■ Texte source:
=-=-=-=-=
L'Holodomor, la grande famine ukrainienne - crime soviétique

 

En 1932-1933, une famine vertigineuse tue près de 4 millions de personnes en Ukraine (6 millions de morts pour la Shoah). Orchestrée méthodiquement par le régime stalinien, cette tragédie poussa de nombreux ukrainiens à commettre l’irréparable ; actes de cannibalisme, nécrophagie, abandons d’enfants, torture, meurtres, suicides, exécutions sommaires… Tandis que les cadavres s’entassaient sur le bord des routes et dans les rues, l’URSS exportait dans le reste du monde plusieurs millions de tonnes de céréales.


Qualifié de « génocide » par le Parlement ukrainien (novembre 2006) et de « crime contre l’humanité » par le Parlement européen (octobre 2008), l’Holodomor (littéralement « golod », la faim, et « moryty », tuer par privations, affamer, épuiser) s’inscrit dans une série de famines qui ravagèrent l’URSS au début des années 1930 ; entre 1,1 et 1,4 millions de morts au Kazakhstan (soit 1/3 de la population), près de 1 million dans le Caucase du Nord et plusieurs centaines de milliers en Sibérie occidentale et dans les régions de la Volga.

 

Contrairement aux autres famines, celle qui eut lieu en République socialiste soviétique d’Ukraine prit une dimension politique marquée. En effet, le maître du Kremlin jugeait l’identité nationale ukrainienne trop vigoureuse, par conséquent dangereuse pour l’unité soviétique ; la perspective d’une sécession faisait très peur. Staline s’employa donc à tuer dans l’œuf toute forme de contestation ou de nationalisme, quitte à sacrifier des millions d’individus (femmes et enfants compris).


« La famine qui se déroula en 1932-33 allait être pour les Ukrainiens ce que l’Holocauste était aux Juifs et ce que les Massacres de 1915 étaient aux Arméniens » (Orest Subtelny, Ukraine – A History, University of Toronto Press, 1988)


Ici, une différence majeure subsiste : le critère d’extermination n’est pas racial ou ethnique, mais idéologique. Selon l’historien Stéphane Courtois, il s’agit d’un « génocide de classe ».

 

La collectivisation, de gré ou de force

 

A la IIIe Conférence du Parti ukrainien (6-10 juillet 1932), les responsables locaux s’insurgent contre le nouveau plan de récolte exigé par Staline, jugé insensé ; et pour cause, celui de 1931 avait saigné à blanc la région (42% de la récolte avait été prélevée). Le comité territorial, organisme d’Etat, est pourtant formel : « Il faut prendre le blé à n’importe quel prix. Nous allons tellement pressurer que le sang giclera ! ». Rouage essentiel du premier plan quinquennal (1928-1932), l’exportation du blé doit permettre l’achat de machines agricoles et matériel étrangers ; la marge de manœuvre des autorités est donc quasi nulle. Sous la pression du pouvoir, les représentants ukrainiens cèdent finalement ; ils s’engagent à livrer les quantités astronomiques de céréales demandées. Pourtant, les paroles ne sont pas suivies d’effet.
=-=-=-=-=
■ Données affichées:
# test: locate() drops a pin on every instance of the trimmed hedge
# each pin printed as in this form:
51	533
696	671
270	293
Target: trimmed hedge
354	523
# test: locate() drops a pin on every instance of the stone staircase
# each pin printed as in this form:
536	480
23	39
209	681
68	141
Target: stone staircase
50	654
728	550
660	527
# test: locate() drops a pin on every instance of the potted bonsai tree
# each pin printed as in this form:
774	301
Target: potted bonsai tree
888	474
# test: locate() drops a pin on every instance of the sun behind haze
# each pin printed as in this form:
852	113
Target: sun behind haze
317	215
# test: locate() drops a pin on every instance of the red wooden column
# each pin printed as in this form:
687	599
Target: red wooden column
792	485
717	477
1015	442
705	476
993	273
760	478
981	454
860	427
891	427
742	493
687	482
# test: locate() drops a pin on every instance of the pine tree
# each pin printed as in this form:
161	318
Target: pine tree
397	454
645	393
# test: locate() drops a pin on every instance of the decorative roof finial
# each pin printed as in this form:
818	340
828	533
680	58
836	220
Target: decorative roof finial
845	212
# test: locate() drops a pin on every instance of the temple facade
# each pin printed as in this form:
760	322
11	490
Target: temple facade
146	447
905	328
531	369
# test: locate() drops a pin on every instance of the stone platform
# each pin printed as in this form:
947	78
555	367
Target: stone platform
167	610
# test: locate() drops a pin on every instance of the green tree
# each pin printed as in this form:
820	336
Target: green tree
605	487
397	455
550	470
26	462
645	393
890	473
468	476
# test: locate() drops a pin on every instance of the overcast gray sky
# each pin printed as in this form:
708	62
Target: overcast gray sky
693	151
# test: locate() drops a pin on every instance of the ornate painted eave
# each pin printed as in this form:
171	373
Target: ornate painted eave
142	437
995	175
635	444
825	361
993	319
=-=-=-=-=
■ Consignes:
a - Recopiez, dans le texte sur l'Holodomor, tout ce qui va de « En 1932-1933, une » jusqu'à « tonnes de céréales. ».
b - Réécrivez les lignes de données en remplaçant « instance » par « occurrence », sans rien modifier d'autre. Reprenez tout ce qui va de la ligne contenant « the sun behind haze » jusqu'à la fin des lignes, bornes incluses.

■ Réponses attendues:
a -
En 1932-1933, une famine vertigineuse tue près de 4 millions de personnes en Ukraine (6 millions de morts pour la Shoah). Orchestrée méthodiquement par le régime stalinien, cette tragédie poussa de nombreux ukrainiens à commettre l’irréparable ; actes de cannibalisme, nécrophagie, abandons d’enfants, torture, meurtres, suicides, exécutions sommaires… Tandis que les cadavres s’entassaient sur le bord des routes et dans les rues, l’URSS exportait dans le reste du monde plusieurs millions de tonnes de céréales.

b -
# test: locate() drops a pin on every occurrence of the sun behind haze
# each pin printed as in this form:
852	113
Target: sun behind haze
317	215
# test: locate() drops a pin on every occurrence of the red wooden column
# each pin printed as in this form:
687	599
Target: red wooden column
792	485
717	477
1015	442
705	476
993	273
760	478
981	454
860	427
891	427
742	493
687	482
# test: locate() drops a pin on every occurrence of the pine tree
# each pin printed as in this form:
161	318
Target: pine tree
397	454
645	393
# test: locate() drops a pin on every occurrence of the decorative roof finial
# each pin printed as in this form:
818	340
828	533
680	58
836	220
Target: decorative roof finial
845	212
# test: locate() drops a pin on every occurrence of the temple facade
# each pin printed as in this form:
760	322
11	490
Target: temple facade
146	447
905	328
531	369
# test: locate() drops a pin on every occurrence of the stone platform
# each pin printed as in this form:
947	78
555	367
Target: stone platform
167	610
# test: locate() drops a pin on every occurrence of the green tree
# each pin printed as in this form:
820	336
Target: green tree
605	487
397	455
550	470
26	462
645	393
890	473
468	476
# test: locate() drops a pin on every occurrence of the overcast gray sky
# each pin printed as in this form:
708	62
Target: overcast gray sky
693	151
# test: locate() drops a pin on every occurrence of the ornate painted eave
# each pin printed as in this form:
171	373
Target: ornate painted eave
142	437
995	175
635	444
825	361
993	319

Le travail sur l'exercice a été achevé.